- _Instruction_: Show each line of the entries below that contains the word "floor". Letter case matters.

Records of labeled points
** START **

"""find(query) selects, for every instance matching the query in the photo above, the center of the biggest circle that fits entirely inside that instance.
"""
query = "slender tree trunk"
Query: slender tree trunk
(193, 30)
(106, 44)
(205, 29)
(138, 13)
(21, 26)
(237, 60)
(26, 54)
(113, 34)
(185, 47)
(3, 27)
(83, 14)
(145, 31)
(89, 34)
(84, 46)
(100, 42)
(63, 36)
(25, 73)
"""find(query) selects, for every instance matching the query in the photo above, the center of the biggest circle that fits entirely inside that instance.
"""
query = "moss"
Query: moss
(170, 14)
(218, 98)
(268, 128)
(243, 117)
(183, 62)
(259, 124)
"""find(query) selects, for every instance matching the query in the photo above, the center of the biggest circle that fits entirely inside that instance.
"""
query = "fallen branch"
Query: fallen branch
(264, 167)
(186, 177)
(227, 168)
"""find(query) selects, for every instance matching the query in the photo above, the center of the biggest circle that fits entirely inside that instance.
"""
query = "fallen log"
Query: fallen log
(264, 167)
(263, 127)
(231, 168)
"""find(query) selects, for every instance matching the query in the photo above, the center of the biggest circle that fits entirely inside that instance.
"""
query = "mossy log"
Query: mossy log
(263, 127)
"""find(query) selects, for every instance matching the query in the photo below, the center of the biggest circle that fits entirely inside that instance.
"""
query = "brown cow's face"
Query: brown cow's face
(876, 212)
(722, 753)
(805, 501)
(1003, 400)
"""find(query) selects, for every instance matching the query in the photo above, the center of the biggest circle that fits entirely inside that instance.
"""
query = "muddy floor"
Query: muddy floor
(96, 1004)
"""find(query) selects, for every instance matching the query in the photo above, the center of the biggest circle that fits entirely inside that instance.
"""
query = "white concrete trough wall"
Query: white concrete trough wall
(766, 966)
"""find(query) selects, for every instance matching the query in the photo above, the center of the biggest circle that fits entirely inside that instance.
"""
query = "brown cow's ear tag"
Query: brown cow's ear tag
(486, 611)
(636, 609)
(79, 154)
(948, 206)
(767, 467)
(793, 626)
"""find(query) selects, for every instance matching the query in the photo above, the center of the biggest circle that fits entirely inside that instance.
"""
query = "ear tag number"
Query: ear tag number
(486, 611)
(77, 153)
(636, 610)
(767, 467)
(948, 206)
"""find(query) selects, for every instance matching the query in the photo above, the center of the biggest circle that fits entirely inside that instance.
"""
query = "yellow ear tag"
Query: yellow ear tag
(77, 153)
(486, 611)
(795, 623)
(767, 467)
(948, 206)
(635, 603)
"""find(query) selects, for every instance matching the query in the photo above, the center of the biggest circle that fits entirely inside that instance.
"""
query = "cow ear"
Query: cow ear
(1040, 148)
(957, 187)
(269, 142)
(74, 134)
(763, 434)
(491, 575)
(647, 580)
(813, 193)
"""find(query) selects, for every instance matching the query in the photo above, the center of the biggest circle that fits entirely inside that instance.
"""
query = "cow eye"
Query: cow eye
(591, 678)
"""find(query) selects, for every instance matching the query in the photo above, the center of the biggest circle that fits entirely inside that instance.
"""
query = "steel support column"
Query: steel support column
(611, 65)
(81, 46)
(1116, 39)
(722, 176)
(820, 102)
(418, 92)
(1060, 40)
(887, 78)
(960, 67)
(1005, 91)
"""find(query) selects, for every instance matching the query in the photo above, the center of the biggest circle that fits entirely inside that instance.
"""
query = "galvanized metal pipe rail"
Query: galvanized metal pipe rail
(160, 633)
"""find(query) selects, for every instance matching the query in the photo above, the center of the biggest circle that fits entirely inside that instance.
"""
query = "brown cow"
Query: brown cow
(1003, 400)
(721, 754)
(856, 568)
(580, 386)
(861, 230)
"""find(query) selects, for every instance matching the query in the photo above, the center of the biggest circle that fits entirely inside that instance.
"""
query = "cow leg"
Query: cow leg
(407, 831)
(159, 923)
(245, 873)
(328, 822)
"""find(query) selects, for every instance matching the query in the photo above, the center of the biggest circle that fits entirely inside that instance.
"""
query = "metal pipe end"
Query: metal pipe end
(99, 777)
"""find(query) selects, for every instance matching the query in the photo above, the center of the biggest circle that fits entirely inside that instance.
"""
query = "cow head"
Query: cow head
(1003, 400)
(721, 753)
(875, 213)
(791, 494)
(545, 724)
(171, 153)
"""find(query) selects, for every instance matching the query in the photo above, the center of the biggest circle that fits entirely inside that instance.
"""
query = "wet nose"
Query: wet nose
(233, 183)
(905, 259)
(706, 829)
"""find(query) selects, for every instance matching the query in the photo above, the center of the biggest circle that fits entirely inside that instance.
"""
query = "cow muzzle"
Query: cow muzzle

** END **

- _Output below_:
query = "muddy floor"
Query: muddy floor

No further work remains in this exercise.